Using the OpenRefine issue about extending the cross() function, say whether each statement below agrees with it. Answer yes or no for each, and quote the deciding words of the issue.
1. The proposal passes the separator to cross as its fourth argument.
2. In the project "My Address Book", anne's address is 50 Broadway Ave.
3. The issue was created on 26 Oct 2017.
---------- Passage given
Openrefine: Extend cross() function to support multiple-value-cell-input

Created on 26 Oct 2017  ·  21Comments  ·  Source: OpenRefine/OpenRefine

From a user perspective, I would like to call the cross function with a separator as 4th argument, so that multiple values (separated by a custom separator, e.g. ␟) in an input cell get "crossed".

Example

project "Christmas Gifts"

| gift | recipient |
| ------------- | ------------- |
| lamp | mary |
| clock | john |
| sweets | mary,john |
| wine | anne,mary |

project "My Address Book"

| friend | address |
| ------------- | ------------- |
| john | 120 Main St. |
| mary | 50 Broadway Ave. |
| anne | 17 Morning Crescent |

Transformation

add values from column "address" from project "My Address Book" based on keys (with multiple values separated by ",") in column "recipient" from project "Christmas Gifts"

forEach(value.cross("My Address Book", "friend", ","),r,r.cells["address"].value).join(",")

Output

| gift | recipient | address |
| ------------- | ------------- | ------------- |
| lamp | mary | 50 Broadway Ave. |
| clock | john | 120 Main St. |
| sweets | mary,john | 50 Broadway Ave.,120 Main St.
| wine | anne,mary | 17 Morning Crescent, 50 Broadway Ave.

History

see last few comments in #1204

enhancement logic performance

Most helpful comment

@felixlohmeier OK - hadn't noted the performance difference, and agree that's a big factor.
--------------------
---------- Listing
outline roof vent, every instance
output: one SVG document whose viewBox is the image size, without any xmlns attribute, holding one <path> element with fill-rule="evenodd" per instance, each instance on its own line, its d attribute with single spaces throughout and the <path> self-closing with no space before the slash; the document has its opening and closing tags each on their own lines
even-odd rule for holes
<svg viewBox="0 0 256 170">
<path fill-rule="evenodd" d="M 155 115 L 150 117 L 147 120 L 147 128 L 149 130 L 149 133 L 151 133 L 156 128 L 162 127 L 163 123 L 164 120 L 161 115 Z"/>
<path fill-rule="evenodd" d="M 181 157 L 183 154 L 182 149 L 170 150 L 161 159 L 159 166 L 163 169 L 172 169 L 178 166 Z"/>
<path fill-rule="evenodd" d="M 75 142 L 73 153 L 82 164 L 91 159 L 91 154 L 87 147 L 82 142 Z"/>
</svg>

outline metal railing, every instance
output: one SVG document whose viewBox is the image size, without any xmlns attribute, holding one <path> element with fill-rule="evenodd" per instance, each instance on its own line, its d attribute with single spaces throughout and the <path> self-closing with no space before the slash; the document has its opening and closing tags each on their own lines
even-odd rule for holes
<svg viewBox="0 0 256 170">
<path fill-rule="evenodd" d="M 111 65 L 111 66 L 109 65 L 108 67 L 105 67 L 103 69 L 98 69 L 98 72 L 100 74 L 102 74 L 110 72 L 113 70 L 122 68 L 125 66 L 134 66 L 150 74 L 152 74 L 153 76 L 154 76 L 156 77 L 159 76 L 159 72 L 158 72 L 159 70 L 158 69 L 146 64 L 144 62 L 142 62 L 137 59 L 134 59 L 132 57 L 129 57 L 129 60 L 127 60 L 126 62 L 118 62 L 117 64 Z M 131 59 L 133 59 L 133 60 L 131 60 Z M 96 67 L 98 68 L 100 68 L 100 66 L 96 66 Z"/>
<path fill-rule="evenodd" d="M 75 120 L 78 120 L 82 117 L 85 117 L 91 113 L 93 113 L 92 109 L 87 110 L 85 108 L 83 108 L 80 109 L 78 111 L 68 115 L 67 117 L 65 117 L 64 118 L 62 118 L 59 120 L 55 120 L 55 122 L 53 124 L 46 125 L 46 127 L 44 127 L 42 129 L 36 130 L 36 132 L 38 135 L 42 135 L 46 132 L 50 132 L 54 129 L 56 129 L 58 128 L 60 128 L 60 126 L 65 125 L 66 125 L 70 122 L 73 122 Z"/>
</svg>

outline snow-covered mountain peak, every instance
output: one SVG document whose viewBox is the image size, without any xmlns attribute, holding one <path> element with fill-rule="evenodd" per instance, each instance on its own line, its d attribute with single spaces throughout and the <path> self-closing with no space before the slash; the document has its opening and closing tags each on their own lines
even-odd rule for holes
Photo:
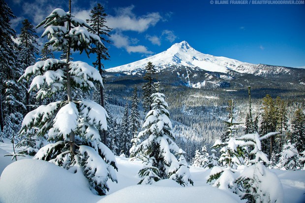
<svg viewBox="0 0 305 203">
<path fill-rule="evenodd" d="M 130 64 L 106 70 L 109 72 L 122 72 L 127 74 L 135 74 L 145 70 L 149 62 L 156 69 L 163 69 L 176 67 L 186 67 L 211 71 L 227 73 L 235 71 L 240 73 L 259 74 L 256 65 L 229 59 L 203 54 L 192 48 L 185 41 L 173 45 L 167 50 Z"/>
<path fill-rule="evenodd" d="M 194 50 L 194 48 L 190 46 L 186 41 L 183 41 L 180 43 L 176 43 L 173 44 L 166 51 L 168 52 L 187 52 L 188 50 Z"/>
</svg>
--------------------
_The output_
1. Yes: "I would like to call the cross function with a separator as 4th argument"
2. No: "| anne | 17 Morning Crescent |"
3. Yes: "Created on 26 Oct 2017"